━━━ Supplied records
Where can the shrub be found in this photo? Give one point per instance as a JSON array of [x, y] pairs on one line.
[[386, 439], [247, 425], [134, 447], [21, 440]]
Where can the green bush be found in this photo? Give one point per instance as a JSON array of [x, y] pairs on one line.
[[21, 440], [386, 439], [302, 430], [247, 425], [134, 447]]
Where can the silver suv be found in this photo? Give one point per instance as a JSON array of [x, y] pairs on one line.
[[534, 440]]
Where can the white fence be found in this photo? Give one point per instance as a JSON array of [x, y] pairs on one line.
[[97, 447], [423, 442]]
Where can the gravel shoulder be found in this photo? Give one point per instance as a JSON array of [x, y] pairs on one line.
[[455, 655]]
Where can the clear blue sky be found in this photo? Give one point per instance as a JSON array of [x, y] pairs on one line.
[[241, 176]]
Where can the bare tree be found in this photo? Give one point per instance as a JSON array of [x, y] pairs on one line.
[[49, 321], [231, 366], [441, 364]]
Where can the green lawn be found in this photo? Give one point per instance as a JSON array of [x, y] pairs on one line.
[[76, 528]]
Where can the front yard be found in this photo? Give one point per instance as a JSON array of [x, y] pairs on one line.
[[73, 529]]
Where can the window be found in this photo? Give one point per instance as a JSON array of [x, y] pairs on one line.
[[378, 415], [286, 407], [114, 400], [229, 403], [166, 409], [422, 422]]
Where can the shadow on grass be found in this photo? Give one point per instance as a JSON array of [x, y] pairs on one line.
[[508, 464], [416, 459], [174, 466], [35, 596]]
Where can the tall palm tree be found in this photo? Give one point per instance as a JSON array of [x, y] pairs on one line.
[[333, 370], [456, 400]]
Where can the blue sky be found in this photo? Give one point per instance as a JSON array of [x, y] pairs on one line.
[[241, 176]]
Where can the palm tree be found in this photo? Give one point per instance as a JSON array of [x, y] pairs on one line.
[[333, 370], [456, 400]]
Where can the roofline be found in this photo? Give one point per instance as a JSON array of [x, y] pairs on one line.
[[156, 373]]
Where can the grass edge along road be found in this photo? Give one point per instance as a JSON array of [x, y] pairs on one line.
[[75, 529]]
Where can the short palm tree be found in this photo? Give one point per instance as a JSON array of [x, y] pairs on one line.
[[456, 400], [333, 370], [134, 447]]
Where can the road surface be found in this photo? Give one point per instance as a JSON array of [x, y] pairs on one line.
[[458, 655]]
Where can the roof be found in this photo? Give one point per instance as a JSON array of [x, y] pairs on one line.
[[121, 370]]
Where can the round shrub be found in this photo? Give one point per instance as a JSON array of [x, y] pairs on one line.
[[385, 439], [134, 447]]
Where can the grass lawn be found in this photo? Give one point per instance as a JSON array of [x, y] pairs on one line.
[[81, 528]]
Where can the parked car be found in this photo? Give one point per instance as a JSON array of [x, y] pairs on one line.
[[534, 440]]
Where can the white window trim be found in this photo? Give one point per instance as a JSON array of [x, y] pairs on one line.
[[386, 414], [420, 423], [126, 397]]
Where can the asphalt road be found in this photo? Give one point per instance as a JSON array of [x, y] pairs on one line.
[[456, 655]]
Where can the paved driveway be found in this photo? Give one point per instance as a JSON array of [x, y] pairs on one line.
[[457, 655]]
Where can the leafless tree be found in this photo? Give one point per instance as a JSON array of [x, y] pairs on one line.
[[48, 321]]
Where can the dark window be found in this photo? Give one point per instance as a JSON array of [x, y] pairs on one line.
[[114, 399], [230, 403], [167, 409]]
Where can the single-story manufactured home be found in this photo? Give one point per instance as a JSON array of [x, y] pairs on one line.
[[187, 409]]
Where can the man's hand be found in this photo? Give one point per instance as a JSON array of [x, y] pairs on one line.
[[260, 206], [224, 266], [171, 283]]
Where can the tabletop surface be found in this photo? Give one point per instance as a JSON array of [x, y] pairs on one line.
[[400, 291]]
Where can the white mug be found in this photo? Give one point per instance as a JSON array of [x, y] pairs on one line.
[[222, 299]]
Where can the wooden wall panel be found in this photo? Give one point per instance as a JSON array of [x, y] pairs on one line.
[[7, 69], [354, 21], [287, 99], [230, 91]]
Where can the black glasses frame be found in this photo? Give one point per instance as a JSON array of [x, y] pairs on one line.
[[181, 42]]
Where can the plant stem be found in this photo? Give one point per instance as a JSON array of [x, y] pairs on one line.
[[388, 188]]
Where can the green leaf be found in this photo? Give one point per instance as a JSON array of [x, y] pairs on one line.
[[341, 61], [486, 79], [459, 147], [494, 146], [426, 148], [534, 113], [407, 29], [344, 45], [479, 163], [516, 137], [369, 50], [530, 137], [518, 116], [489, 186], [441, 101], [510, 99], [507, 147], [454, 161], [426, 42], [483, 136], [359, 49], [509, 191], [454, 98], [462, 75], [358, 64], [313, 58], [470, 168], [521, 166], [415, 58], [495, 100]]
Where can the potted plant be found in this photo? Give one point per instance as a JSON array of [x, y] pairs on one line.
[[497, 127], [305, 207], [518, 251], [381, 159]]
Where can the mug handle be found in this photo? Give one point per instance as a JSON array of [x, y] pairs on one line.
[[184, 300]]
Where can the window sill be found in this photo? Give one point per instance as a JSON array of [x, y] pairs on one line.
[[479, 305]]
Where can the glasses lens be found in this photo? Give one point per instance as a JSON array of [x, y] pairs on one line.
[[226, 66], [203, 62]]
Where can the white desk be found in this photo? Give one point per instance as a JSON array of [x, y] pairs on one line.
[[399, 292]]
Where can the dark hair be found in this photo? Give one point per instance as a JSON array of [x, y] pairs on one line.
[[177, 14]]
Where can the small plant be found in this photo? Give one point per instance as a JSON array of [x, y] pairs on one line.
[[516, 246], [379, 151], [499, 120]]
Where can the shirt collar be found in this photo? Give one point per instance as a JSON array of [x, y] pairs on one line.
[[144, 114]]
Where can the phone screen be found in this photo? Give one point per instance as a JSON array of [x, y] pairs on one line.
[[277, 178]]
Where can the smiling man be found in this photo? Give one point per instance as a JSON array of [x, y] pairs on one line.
━━━━━━
Copy every line of the data above exactly.

» **Solution to the exercise**
Where can the shrub be found in this photo? Give one point per instance as a JSON array of [x, y] pairs on one line.
[[386, 439], [247, 425], [134, 447], [21, 440]]
Where can the green bush be found in this photo? Give one point per instance as a JSON array of [x, y] pairs on one line.
[[21, 440], [386, 439], [302, 430], [247, 425], [134, 447]]
Where can the silver suv be found in this photo? Give one point per instance as a JSON array of [x, y] pairs on one line.
[[534, 440]]
Where can the white fence be found in this photo? Give one point per instance as a JSON array of [x, y] pairs on one line.
[[97, 447], [423, 442]]
Where can the gravel shoulder be found in this photo? Give one point per instance as a JSON array of [x, y] pairs on one line.
[[455, 655]]
Where can the clear blue sky be found in this photo? Give one point per instance as a JSON array of [x, y] pairs on one line.
[[241, 176]]
Where can the bare tree be found in this photo? Give one point per instance as a JSON array of [x, y] pairs on one line.
[[49, 321], [231, 366], [441, 364]]
Where can the green lawn be found in this photo? Give one point per instance as a JSON array of [x, y] pairs on one line.
[[76, 528]]
Where can the front yard be found in this photo? Give one point per instance as a JSON array of [x, y] pairs on one line.
[[73, 529]]
Where can the window be found in this photo? Give one point per instance as a JSON array of [x, y] pairs on one line.
[[378, 415], [286, 407], [114, 400], [229, 403], [166, 409], [422, 422]]
Where can the shadow on grass be found in this photo? Give one point per instance as a JSON array of [x, y] pairs on one line.
[[508, 464], [416, 459], [174, 466], [35, 596]]
Where can the tall palm tree be found in this photo? Give one point per instance as a JSON array of [x, y] pairs on one line.
[[333, 370], [456, 400]]
Where can the blue sky be found in this photo? Give one point per instance as a JSON array of [x, y] pairs on one line.
[[241, 176]]
Where can the palm tree be found in this photo? Give one point per instance as a JSON array of [x, y] pairs on one line.
[[333, 370], [456, 400]]
Where can the roofline be found in this photo? Give one point per instance as a JSON array of [x, y] pairs on one line.
[[156, 373]]
Where can the grass edge along road be found in this photo? Give one point per instance as a JSON array of [x, y] pairs on one line.
[[75, 529]]
Where can the short palm tree be found in this photo? Give one point per instance as a JSON array of [x, y] pairs on one line.
[[456, 400], [333, 370], [134, 447]]
Where can the road surface be found in this photo? Give one point per instance as a JSON array of [x, y] pairs on one line.
[[458, 655]]
Where can the roof be found in this photo? Give one point per instance as a JSON array of [x, y] pairs on one line.
[[121, 370]]
Where can the round shrub be found in this photo? Give one point per instance as a JSON array of [x, y] pairs on one line.
[[385, 439], [134, 447]]
Where can the grass lawn be found in this photo? Give one point per instance as a JSON array of [x, y] pairs on one line.
[[81, 528]]
Where can the parked car be found in this photo? Give one point per instance as a JSON array of [x, y] pairs on one line.
[[534, 440]]
Where can the white window trim be found in this photo? Give one point per instance as a JSON array of [x, y] pairs on one line.
[[386, 414], [420, 423], [126, 397]]
Where can the asphalt road be found in this photo? Give one point per instance as a JSON array of [x, y] pairs on one line.
[[456, 655]]
Where can the paved driveway be found in this photo? Give one point per instance as a JSON array of [x, y] pairs on one line.
[[457, 655]]
Where can the leafless tree be found in this photo? Give one point per instance as a JSON array of [x, y] pairs on one line.
[[48, 321]]
Where can the dark window be found in this photo? Give one point per instance as a JSON array of [x, y] pairs on one line.
[[114, 399], [230, 403], [167, 409]]
Where can the single-story manufactured home be found in this photo? Give one point per instance as a JSON array of [x, y] pairs on one line.
[[187, 409]]
Where can the man's hand be found in this photo? Give one point per instance as a JSON array of [x, y] pairs on one line.
[[260, 206], [224, 266], [171, 283]]
Where can the tabletop surface be found in this photo? Give one point per instance as a JSON array of [x, y] pairs on one line.
[[400, 291]]
Where can the white mug be found in this photo? Give one point per instance as a JSON array of [x, y] pairs on one line.
[[222, 299]]
Where can the wooden wall panel be found in this photo? Give one point per instance as a JSON array of [x, y] pairs on one line.
[[7, 69], [354, 21], [287, 99], [230, 91]]
Where can the black glasses frame be found in this photo? Give one point per instance as a JSON array of [x, y] pairs on one line.
[[181, 42]]
Where can the plant stem be found in this photo? Give one point per instance as a JSON array of [x, y] pairs on one line.
[[388, 188]]
Where can the green leaf be found in this photo? Give one point per instance as a JSON array of [x, y] pairs on one line.
[[341, 61], [486, 79], [459, 147], [494, 146], [426, 148], [534, 113], [407, 29], [344, 45], [479, 163], [516, 137], [369, 50], [530, 137], [518, 116], [489, 186], [441, 101], [510, 99], [507, 147], [454, 161], [426, 42], [483, 136], [359, 49], [509, 191], [454, 98], [462, 75], [358, 64], [313, 58], [470, 168], [521, 166], [415, 58], [495, 100]]
Where can the potted plant be found in this photo? Give one point per instance as a JSON array of [x, y] pairs on one line.
[[497, 127], [305, 207], [518, 251], [381, 159]]
Where can the mug handle be found in this photo? Give one point per instance as a JSON array of [x, y] pairs on one line.
[[184, 300]]
Where can the window sill be found in this photo? Give one point per instance as a JSON array of [x, y] pairs on one line.
[[479, 305]]
Where can the glasses lens be found in this photo? Give one point per instance as a JSON array of [x, y] pairs on one line.
[[226, 66], [203, 62]]
Where can the white desk be found in this photo? Give one point per instance as a JSON array of [x, y] pairs on one line.
[[399, 292]]
Where can the dark hair be found in this photo? Give one point per instance as a JSON array of [x, y] pairs on one line.
[[177, 14]]
Where can the small plant be found in this photo? Give one point per instance as a JSON array of [x, y] pairs on one line.
[[516, 246], [379, 151], [499, 120]]
Where can the shirt collar be found in this photo? Give one point per instance as a JSON array of [x, y] pairs on one line.
[[144, 114]]
Where can the phone screen be found in this photo? Give one point per instance as a JSON array of [x, y] pairs on one line.
[[277, 178]]
Where can the smiling man be found in this photo? Give one point per instance as a JSON array of [x, y] pairs on one line.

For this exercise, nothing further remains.